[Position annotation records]
** BEGIN **
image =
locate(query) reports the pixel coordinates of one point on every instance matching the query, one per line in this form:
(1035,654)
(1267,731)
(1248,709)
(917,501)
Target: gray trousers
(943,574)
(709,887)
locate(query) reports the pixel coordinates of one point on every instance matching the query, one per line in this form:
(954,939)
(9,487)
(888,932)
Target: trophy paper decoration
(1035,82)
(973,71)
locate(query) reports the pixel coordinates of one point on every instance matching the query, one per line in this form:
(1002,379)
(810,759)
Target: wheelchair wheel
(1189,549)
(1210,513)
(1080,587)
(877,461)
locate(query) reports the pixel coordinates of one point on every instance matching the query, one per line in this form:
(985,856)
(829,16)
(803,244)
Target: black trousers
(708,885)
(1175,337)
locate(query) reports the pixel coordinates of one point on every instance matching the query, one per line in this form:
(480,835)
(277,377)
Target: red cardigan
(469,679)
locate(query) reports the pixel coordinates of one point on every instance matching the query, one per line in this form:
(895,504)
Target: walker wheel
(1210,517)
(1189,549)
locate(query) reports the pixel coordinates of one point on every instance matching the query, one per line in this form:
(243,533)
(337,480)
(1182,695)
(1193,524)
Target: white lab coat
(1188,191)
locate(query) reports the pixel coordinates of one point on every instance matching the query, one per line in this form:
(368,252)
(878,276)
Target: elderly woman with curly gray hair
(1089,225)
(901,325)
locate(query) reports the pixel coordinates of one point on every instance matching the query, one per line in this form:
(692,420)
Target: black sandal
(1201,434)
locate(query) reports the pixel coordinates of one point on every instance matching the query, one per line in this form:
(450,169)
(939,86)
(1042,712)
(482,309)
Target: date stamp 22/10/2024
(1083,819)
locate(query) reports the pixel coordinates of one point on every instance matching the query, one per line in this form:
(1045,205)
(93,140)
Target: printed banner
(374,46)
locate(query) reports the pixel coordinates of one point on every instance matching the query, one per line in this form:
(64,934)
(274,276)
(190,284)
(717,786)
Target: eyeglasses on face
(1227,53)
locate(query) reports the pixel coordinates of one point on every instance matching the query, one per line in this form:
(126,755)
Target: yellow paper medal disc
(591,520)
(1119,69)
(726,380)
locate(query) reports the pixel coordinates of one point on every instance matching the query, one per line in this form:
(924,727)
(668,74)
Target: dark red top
** END **
# Objective:
Retype all the material above precisely, with no line left out.

# Final answer:
image =
locate(query) reports the pixel coordinates of one point on every instance matching the query, one per line in this form:
(1035,654)
(1267,731)
(1248,709)
(917,501)
Target: gray trousers
(943,574)
(709,887)
locate(query) reports the pixel coordinates of one point on every instance matching the query, one per line in this form:
(954,939)
(9,487)
(888,932)
Target: trophy paper decoration
(1035,82)
(973,71)
locate(query) reports the pixel coordinates of one point on every instance matching the query, one per line in this form:
(1002,379)
(810,759)
Target: wheelchair wheel
(1189,549)
(1210,513)
(1080,587)
(877,461)
locate(query) reports the pixel coordinates of one point on every instance matching the query, one per line in this form:
(985,856)
(829,16)
(803,244)
Target: black trousers
(708,885)
(1175,337)
locate(query) reports the pixel coordinates of one point on every instance matching the query, one per line in this form:
(480,835)
(277,377)
Target: red cardigan
(469,679)
locate(query) reports the pixel coordinates of one point on every instance matching the query, one per line in this form:
(895,504)
Target: walker wheel
(1210,517)
(1189,549)
locate(query) reports the pixel coordinates of one point on every instance matching the query, one per line in this form:
(243,533)
(337,480)
(1182,695)
(1193,524)
Target: white lab coat
(1188,191)
locate(query) reports the pixel coordinates of one point on every instance matching the query, one per line in this form:
(368,252)
(878,276)
Target: elderly woman with curly gray hair
(1089,225)
(901,325)
locate(query) reports the pixel coordinates of one point on every instance matching the query, one per line in this form:
(692,420)
Target: black sandal
(1201,434)
locate(query) reports the pixel coordinates of one point on every instance matching the query, one per line in this form:
(450,169)
(939,86)
(1042,712)
(482,309)
Target: date stamp 22/10/2024
(1083,819)
locate(query) reports the pixel coordinates of one point on every instance matching the query, one per line in this form:
(1045,205)
(93,140)
Target: printed banner
(374,46)
locate(query) reports the pixel coordinates of one point on every instance matching the query, one per line in this form:
(64,934)
(274,276)
(190,284)
(717,786)
Target: eyeglasses on face
(1227,53)
locate(query) reports the pixel coordinates of one point on every instance matching the query, one per line in this form:
(126,755)
Target: yellow paper medal disc
(591,520)
(1119,69)
(726,380)
locate(query) reports the pixel coordinates of one point on every instance matching the query, one per line in this form:
(924,727)
(668,74)
Target: dark red top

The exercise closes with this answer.